### Documento
------------------------------
MiG-21 que deserdou para Israel 1 - foto IAF
O MiG-21 de Radfa num hangar subterrâneo em Hatzor logo após a chegada.

Ainda como parte dos atritos na fronteira com a Síria, na noite do dia 14 para o dia 15 de agosto de 1966 uma embarcação de patrulha israelense encalhou num banco de areia no Mar da Galileia. Sabendo do ocorrido, os sírios enviaram quatro MiG-21 para o ataque e outros dois deram cobertura. Um dos quatro atacantes foi abatido pelo fogo antiaéreo e os demais se evadiram do local. Dois Mirage do “101” foram enviados para patrulhar a área e pouco depois apareceram novos MiG-21 no céu. O líder do elemento, capitão Yehuda Koren, disparou um míssil Shafrir que se desviou do alvo. Seguiram-se disparos de canhão cerca de 800 metros (sem sucesso) e de 300 metros que acabaram derrubando o caça sírio. Esta foi a primeira vitória de Koren, piloto israelense que obteria mais de dez abates em sua carreira.
------------------------------
Itens de uma coleção de rotulagem:

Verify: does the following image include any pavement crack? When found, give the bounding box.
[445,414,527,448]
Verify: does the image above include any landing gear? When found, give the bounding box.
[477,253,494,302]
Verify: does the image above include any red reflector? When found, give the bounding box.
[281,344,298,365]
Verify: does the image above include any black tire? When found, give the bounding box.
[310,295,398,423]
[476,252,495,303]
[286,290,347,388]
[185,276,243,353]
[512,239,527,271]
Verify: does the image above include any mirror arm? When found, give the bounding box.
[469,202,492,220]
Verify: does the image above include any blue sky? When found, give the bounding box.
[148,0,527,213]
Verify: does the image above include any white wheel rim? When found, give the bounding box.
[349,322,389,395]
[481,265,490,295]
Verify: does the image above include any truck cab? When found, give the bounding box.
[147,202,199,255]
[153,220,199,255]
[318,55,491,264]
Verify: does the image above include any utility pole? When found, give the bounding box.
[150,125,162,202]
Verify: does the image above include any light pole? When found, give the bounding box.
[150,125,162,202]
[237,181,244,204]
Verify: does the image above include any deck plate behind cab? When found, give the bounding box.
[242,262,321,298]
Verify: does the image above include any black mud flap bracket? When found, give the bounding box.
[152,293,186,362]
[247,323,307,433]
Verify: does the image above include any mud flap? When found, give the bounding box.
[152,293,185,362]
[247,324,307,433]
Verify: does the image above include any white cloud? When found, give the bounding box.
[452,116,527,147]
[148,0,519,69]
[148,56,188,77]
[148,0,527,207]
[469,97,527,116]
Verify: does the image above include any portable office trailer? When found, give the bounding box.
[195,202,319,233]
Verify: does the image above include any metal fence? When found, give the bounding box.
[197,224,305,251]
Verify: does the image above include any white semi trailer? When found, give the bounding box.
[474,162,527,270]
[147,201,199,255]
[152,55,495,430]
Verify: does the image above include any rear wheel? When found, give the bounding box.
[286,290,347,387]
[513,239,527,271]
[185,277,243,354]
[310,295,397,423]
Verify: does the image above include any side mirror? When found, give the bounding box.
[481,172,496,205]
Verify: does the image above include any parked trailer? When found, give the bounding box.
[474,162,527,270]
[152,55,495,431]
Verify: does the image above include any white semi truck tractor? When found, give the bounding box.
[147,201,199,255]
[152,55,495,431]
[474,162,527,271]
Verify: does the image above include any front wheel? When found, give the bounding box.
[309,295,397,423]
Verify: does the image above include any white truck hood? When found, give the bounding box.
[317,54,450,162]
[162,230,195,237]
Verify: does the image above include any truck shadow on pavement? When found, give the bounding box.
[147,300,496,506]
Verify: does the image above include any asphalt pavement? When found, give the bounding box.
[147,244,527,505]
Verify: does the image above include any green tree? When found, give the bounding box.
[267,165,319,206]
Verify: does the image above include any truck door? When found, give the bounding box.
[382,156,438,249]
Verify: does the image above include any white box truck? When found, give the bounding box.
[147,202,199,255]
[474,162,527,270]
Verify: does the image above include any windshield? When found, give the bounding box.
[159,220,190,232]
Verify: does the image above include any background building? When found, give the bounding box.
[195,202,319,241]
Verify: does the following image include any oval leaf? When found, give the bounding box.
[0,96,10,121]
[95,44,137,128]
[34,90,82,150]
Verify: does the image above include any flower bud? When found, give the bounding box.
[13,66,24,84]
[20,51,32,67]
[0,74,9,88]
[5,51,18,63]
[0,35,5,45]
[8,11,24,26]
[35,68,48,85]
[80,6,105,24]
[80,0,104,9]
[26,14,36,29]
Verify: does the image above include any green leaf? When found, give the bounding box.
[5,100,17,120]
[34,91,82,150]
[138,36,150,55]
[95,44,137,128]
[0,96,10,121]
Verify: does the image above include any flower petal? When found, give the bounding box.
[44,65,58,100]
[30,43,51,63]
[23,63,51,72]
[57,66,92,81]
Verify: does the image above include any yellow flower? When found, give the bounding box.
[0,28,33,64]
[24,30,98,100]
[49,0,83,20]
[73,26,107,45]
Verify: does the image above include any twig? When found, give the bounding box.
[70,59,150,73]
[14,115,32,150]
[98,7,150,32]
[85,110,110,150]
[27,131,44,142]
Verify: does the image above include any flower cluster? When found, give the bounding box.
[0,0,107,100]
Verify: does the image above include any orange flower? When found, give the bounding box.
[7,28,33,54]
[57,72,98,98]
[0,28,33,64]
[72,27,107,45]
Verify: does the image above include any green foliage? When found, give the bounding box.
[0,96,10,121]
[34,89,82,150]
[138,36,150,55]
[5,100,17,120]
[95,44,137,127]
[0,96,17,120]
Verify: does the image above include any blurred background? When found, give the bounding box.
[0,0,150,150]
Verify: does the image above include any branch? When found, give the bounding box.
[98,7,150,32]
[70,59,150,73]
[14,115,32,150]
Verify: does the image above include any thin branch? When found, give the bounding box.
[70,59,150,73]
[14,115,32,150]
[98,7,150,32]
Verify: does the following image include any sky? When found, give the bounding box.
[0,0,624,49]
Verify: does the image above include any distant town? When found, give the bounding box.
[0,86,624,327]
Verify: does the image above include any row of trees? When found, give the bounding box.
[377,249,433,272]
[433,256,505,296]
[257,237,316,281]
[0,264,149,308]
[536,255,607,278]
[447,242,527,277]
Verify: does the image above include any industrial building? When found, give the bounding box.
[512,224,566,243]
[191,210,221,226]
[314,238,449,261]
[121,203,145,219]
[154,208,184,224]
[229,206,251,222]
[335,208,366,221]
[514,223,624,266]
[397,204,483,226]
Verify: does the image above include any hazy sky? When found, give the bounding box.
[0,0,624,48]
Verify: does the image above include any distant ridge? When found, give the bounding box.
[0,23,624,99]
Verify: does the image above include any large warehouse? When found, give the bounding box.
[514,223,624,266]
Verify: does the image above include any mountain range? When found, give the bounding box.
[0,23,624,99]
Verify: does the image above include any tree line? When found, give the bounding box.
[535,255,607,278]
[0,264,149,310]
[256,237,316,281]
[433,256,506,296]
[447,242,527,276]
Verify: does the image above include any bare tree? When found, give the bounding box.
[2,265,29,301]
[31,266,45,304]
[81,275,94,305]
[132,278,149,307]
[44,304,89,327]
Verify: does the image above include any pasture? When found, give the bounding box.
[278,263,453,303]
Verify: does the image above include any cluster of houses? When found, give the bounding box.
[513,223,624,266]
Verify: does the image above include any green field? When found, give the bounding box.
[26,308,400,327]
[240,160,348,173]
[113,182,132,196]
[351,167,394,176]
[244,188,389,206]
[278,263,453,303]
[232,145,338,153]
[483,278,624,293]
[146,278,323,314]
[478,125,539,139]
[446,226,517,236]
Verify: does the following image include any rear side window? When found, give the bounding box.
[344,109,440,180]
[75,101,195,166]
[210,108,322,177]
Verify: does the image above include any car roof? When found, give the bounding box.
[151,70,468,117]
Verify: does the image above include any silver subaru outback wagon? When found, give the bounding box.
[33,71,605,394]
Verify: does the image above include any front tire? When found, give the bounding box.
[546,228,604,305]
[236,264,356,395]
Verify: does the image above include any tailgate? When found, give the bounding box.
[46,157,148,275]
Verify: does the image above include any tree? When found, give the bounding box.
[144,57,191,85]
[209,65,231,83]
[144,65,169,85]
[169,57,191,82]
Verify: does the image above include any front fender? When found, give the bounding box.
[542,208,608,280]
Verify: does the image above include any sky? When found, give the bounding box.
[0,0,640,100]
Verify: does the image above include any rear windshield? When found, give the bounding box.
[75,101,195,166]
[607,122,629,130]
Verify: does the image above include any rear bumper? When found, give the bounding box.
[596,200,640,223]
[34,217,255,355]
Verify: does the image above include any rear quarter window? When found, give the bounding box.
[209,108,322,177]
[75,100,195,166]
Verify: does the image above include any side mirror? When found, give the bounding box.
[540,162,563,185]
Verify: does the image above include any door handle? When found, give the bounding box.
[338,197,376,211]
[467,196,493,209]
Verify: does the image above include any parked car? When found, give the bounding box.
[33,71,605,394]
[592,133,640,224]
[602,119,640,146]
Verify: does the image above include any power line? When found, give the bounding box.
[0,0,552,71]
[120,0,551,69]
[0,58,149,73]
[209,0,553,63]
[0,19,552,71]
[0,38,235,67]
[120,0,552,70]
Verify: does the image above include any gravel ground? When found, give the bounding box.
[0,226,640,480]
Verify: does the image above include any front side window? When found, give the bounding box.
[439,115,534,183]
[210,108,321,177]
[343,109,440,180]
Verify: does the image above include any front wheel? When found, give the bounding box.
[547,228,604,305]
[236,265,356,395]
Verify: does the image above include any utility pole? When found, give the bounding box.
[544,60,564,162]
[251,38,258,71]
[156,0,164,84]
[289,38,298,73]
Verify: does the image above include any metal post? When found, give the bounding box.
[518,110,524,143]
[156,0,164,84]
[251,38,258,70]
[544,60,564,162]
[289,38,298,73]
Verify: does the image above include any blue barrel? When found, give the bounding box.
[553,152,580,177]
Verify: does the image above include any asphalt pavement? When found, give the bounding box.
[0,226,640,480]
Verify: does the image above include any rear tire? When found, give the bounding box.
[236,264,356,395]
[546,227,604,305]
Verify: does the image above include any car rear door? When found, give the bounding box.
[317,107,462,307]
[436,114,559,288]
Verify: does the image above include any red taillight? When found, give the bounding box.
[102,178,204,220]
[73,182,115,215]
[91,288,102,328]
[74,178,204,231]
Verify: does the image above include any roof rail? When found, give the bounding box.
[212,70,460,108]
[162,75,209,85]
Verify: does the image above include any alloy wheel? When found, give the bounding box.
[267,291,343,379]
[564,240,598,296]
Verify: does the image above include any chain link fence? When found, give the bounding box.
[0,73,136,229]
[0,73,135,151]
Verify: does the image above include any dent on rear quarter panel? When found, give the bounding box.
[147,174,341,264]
------------------------------
### Tarefas
A. Reescreva o trecho do texto sobre os MiG-21 que vai de "Ainda como parte" até "em sua carreira.", trocando "banco de areia" por "baixio".
B. Responda com base no texto sobre os MiG-21:
(i) Em que local ficava o hangar subterrâneo onde o MiG-21 de Radfa foi guardado logo após a chegada?
(ii) Quantos MiG-21 os sírios enviaram para o ataque à embarcação encalhada?
(iii) Qual míssil o capitão Yehuda Koren disparou?
Os registros são um material à parte, independente do texto sobre os MiG-21.

### Respostas
A.
Ainda como parte dos atritos na fronteira com a Síria, na noite do dia 14 para o dia 15 de agosto de 1966 uma embarcação de patrulha israelense encalhou num baixio no Mar da Galileia. Sabendo do ocorrido, os sírios enviaram quatro MiG-21 para o ataque e outros dois deram cobertura. Um dos quatro atacantes foi abatido pelo fogo antiaéreo e os demais se evadiram do local. Dois Mirage do “101” foram enviados para patrulhar a área e pouco depois apareceram novos MiG-21 no céu. O líder do elemento, capitão Yehuda Koren, disparou um míssil Shafrir que se desviou do alvo. Seguiram-se disparos de canhão cerca de 800 metros (sem sucesso) e de 300 metros que acabaram derrubando o caça sírio. Esta foi a primeira vitória de Koren, piloto israelense que obteria mais de dez abates em sua carreira.

B.
(i) Em Hatzor.
(ii) Quatro.
(iii) Um míssil Shafrir.